» Object detection data
════════════════

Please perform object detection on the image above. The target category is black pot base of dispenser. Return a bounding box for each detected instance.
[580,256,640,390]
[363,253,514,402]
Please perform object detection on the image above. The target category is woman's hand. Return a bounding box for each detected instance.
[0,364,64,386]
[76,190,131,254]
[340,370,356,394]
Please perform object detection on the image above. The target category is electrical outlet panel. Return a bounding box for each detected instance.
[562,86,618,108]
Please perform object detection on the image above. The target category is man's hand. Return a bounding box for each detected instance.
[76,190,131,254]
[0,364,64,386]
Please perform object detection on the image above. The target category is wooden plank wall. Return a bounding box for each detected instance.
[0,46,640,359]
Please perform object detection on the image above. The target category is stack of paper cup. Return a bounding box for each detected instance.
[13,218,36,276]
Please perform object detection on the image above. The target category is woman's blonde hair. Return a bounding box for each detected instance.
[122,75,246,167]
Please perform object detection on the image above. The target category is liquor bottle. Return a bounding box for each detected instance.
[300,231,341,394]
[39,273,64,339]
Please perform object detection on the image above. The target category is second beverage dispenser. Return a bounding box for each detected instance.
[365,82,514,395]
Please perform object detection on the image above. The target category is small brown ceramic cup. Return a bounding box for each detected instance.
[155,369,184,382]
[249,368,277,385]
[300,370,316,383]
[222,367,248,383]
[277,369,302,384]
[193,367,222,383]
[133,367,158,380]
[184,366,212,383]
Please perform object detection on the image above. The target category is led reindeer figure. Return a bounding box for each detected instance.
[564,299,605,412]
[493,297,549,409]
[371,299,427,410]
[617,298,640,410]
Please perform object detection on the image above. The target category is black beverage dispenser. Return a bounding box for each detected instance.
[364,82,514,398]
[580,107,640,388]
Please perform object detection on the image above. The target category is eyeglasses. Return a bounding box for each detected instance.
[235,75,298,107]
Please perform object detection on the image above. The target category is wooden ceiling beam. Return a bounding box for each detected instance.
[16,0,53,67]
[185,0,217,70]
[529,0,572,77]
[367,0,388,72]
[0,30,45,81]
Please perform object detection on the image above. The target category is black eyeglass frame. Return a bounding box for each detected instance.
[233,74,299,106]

════════════════

» What is expected
Write out everything from the start of the records down to and including the line containing "[340,370,356,394]", with the requests included. Shift every bounding box coordinate in the answers by adding 139, and reproduce no lines beyond that point.

» Task solution
Please perform object detection on the image above. The target category is black pot base of dispenser. Return a bounding box for each detected instance.
[719,395,779,529]
[502,392,653,541]
Please perform object detection on the image above. The target category is woman's hand. Return a bounding box for each detected instance.
[139,503,203,525]
[215,329,270,393]
[479,509,495,533]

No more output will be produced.